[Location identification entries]
● ● ● ● ● ● ●

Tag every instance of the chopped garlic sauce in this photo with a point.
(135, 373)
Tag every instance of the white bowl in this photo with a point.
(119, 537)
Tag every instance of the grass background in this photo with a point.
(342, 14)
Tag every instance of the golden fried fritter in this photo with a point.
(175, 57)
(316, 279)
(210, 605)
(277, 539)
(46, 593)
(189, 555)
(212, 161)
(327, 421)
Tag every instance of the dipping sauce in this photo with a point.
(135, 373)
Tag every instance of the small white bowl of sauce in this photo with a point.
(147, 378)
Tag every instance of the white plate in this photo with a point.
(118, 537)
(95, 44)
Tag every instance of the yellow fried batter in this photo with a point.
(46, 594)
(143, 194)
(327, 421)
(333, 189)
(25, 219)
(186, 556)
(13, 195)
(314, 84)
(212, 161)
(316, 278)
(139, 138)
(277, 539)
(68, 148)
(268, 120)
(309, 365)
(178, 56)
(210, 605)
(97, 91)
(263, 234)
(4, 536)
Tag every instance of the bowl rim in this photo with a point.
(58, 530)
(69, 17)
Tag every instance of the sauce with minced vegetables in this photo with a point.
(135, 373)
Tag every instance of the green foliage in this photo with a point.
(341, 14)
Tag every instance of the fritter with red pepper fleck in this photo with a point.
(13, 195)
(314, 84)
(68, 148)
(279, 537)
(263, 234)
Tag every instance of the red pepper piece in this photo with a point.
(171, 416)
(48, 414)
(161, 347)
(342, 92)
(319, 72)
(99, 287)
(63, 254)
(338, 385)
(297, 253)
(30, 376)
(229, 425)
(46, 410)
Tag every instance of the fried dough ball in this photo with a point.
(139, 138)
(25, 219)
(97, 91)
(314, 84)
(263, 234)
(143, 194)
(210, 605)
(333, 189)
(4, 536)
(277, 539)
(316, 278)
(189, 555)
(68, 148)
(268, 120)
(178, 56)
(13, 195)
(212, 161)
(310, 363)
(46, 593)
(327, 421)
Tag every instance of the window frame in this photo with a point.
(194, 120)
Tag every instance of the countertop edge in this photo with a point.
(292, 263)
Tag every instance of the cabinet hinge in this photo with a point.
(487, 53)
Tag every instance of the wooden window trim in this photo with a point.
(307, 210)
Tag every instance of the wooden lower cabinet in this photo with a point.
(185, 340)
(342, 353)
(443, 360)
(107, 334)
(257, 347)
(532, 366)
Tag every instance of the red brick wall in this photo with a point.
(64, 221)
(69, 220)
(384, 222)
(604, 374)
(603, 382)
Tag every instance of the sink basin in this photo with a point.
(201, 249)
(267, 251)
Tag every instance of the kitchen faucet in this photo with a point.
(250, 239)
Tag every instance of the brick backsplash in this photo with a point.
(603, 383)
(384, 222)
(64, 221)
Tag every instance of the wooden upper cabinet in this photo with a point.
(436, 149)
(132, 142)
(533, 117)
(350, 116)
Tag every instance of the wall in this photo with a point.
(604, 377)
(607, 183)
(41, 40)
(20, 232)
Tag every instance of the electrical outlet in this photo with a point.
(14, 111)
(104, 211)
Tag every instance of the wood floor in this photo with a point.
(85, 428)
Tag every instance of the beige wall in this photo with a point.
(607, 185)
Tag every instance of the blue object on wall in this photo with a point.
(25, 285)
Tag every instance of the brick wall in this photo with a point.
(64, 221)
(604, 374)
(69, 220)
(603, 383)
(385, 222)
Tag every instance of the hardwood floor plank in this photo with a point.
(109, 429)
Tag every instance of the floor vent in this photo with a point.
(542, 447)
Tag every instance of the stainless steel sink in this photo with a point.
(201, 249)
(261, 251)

● ● ● ● ● ● ●

**What the task requires:** Every line of the data above should be reproduced word for word.

**Solution to this exercise:**
Tag every instance of the chopped garlic sauce in this photo with a point.
(135, 373)
Tag every instance of the white bowl in this photo with a point.
(119, 537)
Tag every instance of the grass background in this photo with a point.
(342, 14)
Tag every instance of the golden fried fritter in this photo with a point.
(175, 57)
(316, 279)
(210, 605)
(277, 539)
(46, 593)
(189, 555)
(212, 161)
(327, 421)
Tag every instance of the dipping sauce in this photo with a point.
(135, 373)
Tag every instance of the small white bowl of sauce in this photo with a point.
(147, 378)
Tag every instance of the white plate in this photo with a point.
(118, 537)
(95, 44)
Tag every instance of the yellow fried batter in this photo with a point.
(46, 594)
(143, 194)
(327, 421)
(333, 189)
(25, 219)
(186, 556)
(13, 195)
(314, 84)
(212, 161)
(316, 278)
(139, 138)
(277, 539)
(68, 148)
(268, 120)
(309, 365)
(178, 56)
(210, 605)
(97, 91)
(263, 234)
(4, 536)
Tag every instance of the bowl rim in this photo with a point.
(58, 530)
(69, 17)
Tag every instance of the sauce with minced vegetables in this photo with a point.
(135, 373)
Tag every instance of the green foliage in this photo with a point.
(341, 14)
Tag every instance of the fritter with red pepper fleck in this photo with a point.
(13, 195)
(314, 84)
(68, 148)
(279, 537)
(263, 234)
Tag every instance of the red pepper piece in this photo with a point.
(171, 416)
(48, 414)
(161, 347)
(342, 92)
(319, 72)
(99, 287)
(63, 254)
(338, 385)
(297, 253)
(30, 376)
(229, 425)
(46, 410)
Tag every instance of the fried dough ball in this photo with a point.
(139, 138)
(25, 219)
(97, 91)
(314, 84)
(263, 234)
(143, 194)
(210, 605)
(333, 189)
(4, 536)
(277, 539)
(316, 278)
(189, 555)
(68, 148)
(268, 120)
(178, 56)
(13, 195)
(212, 161)
(310, 363)
(46, 593)
(327, 421)
Tag every instance of the window frame in this photo with a point.
(194, 120)
Tag every instance of the countertop edge in this photo with a point.
(292, 263)
Tag every instance of the cabinet hinge in this photo with a point.
(487, 53)
Tag every instance of the wooden window trim in this photo with a point.
(307, 210)
Tag every instance of the wooden lower cabinet in this photo with a point.
(185, 340)
(342, 353)
(443, 360)
(107, 334)
(257, 347)
(532, 366)
Tag every instance of the red brick wall in this photo with a point.
(64, 221)
(69, 220)
(384, 222)
(604, 374)
(603, 382)
Tag every instance of the sink basin in this photo with a point.
(201, 249)
(267, 251)
Tag every instance of the kitchen faucet in this photo with a point.
(250, 239)
Tag every instance of the brick backsplash in this photo with a point.
(603, 383)
(384, 222)
(64, 221)
Tag every instance of the wooden upper cabinet in this photo with a point.
(436, 149)
(132, 142)
(533, 117)
(350, 116)
Tag every instance of the wall in this photo with a point.
(604, 377)
(607, 183)
(41, 40)
(20, 232)
Tag every instance of the electrical outlet in this photo with a point.
(14, 111)
(104, 211)
Tag every instance of the wood floor in this photo with a point.
(85, 428)
Tag every instance of the beige wall in this photo with a point.
(607, 185)
Tag every instance of the blue object on wall in this photo with a point.
(25, 285)
Tag every instance of the brick wall in this photo with a point.
(64, 221)
(604, 374)
(69, 220)
(603, 383)
(385, 222)
Tag every instance of the hardwood floor plank in this photo with a point.
(109, 429)
Tag every instance of the floor vent in this photo with a point.
(542, 447)
Tag every instance of the stainless steel sink in this photo with a point.
(201, 249)
(261, 251)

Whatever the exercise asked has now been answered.